== EXCERPTED DATA
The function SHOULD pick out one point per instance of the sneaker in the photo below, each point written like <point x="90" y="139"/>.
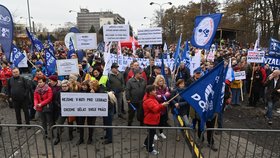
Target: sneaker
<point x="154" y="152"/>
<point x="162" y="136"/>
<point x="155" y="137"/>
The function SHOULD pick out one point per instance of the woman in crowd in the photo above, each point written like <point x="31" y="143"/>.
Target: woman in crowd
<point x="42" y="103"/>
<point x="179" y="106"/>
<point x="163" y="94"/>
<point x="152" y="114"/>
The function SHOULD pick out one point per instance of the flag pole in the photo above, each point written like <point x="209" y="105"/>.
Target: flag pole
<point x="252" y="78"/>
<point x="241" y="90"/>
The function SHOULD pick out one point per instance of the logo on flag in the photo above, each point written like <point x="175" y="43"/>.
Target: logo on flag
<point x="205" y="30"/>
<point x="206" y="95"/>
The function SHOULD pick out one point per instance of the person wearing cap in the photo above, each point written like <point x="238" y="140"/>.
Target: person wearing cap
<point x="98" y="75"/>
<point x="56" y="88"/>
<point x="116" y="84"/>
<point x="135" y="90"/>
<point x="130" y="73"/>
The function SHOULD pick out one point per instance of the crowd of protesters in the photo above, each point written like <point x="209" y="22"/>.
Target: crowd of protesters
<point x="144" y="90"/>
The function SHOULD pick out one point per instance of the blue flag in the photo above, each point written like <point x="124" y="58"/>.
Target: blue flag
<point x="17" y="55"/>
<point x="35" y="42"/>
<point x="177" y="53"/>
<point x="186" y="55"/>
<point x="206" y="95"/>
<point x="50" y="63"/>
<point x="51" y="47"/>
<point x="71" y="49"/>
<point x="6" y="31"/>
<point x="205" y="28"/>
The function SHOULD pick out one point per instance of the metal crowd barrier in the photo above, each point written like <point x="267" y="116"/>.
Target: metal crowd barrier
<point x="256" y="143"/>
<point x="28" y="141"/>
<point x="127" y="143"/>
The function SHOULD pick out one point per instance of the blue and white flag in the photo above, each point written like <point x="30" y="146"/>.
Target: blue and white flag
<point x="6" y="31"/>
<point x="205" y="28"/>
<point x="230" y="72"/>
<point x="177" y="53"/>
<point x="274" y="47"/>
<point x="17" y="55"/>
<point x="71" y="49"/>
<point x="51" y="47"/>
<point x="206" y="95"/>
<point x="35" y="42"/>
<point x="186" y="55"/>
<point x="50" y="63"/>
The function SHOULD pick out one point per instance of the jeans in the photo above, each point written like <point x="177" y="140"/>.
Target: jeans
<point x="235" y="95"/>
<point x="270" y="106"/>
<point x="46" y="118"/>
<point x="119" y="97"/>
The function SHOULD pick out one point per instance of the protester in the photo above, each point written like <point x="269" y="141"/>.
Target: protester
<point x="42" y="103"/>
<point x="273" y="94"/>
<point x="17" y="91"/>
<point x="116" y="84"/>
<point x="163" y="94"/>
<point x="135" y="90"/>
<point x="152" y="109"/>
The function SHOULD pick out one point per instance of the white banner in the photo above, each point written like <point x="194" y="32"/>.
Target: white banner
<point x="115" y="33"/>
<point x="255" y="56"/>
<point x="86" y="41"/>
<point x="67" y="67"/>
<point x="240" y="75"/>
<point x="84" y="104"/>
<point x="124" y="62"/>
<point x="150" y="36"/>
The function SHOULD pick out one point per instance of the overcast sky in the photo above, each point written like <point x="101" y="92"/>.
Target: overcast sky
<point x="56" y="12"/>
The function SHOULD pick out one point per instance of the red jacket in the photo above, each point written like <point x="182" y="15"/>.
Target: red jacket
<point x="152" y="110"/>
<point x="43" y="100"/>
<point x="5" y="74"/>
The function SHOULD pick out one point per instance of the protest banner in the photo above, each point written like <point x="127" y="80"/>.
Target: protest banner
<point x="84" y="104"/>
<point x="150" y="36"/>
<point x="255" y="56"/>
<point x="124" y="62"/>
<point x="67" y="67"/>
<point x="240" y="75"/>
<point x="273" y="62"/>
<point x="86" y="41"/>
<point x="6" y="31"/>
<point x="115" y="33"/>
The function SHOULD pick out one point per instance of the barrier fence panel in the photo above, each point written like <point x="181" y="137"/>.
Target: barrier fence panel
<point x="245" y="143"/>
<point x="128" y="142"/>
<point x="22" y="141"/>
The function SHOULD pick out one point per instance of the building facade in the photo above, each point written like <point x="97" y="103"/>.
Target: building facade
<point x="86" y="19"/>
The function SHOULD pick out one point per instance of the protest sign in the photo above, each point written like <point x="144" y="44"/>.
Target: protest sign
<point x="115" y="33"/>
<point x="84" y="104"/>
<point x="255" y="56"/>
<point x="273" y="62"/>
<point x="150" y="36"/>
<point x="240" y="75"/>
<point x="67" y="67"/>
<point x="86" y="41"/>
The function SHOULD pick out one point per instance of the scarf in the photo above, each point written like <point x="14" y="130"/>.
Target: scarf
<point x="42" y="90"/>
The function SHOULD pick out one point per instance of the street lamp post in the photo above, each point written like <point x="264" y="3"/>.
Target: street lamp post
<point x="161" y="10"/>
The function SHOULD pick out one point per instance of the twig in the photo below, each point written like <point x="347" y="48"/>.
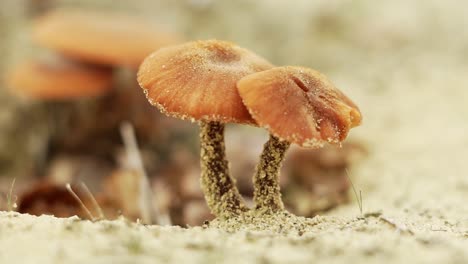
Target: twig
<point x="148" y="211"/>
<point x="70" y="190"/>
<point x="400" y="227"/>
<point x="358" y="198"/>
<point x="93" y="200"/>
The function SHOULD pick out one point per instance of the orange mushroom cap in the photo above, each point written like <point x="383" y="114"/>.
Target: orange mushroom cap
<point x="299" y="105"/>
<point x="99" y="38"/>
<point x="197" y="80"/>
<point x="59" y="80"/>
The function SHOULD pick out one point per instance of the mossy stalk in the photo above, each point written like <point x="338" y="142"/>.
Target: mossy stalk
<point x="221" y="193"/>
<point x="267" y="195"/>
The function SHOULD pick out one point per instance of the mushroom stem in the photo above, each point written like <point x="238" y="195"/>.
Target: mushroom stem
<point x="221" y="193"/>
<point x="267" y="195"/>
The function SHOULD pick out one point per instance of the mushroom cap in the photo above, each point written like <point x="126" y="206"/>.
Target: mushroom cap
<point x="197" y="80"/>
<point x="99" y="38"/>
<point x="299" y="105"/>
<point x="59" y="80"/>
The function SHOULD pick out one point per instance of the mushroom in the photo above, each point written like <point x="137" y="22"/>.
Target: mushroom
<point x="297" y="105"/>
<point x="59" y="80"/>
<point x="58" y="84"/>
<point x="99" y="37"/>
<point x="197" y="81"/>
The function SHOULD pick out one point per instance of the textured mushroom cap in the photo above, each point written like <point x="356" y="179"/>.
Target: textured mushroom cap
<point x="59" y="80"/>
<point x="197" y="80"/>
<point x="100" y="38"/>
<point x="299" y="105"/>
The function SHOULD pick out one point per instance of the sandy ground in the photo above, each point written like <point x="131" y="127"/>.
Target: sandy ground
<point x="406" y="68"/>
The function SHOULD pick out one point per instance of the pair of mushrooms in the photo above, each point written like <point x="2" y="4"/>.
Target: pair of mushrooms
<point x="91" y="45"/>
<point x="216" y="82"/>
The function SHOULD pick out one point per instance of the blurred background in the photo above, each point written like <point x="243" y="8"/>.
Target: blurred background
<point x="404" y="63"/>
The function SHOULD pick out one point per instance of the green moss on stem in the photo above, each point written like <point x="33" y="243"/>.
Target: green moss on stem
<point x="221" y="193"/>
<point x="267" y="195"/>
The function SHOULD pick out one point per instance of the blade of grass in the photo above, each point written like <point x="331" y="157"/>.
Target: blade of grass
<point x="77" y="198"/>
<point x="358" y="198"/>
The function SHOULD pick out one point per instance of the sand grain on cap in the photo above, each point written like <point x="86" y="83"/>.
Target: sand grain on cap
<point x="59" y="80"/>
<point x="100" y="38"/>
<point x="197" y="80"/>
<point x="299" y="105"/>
====
Taking the entries above, restate exactly those lines that fall between the line with "Target: blue flag" and the line with "of the jeans", keeping both of those lines too.

Target: blue flag
<point x="17" y="55"/>
<point x="35" y="42"/>
<point x="177" y="53"/>
<point x="186" y="55"/>
<point x="206" y="95"/>
<point x="50" y="63"/>
<point x="51" y="47"/>
<point x="71" y="49"/>
<point x="6" y="31"/>
<point x="205" y="28"/>
The function SHOULD pick out one point per instance of the metal crowd barrier in the photo above, each point written like <point x="267" y="116"/>.
Target: metal crowd barrier
<point x="256" y="143"/>
<point x="28" y="141"/>
<point x="127" y="143"/>
The function SHOULD pick out one point per instance of the blue and white flag in the photo above, each point written like <point x="30" y="146"/>.
Target: blue and white flag
<point x="6" y="31"/>
<point x="205" y="28"/>
<point x="230" y="72"/>
<point x="177" y="53"/>
<point x="274" y="47"/>
<point x="17" y="55"/>
<point x="71" y="49"/>
<point x="51" y="47"/>
<point x="206" y="95"/>
<point x="35" y="42"/>
<point x="186" y="55"/>
<point x="50" y="63"/>
The function SHOULD pick out one point per instance of the jeans in the photo above, each point written like <point x="177" y="140"/>.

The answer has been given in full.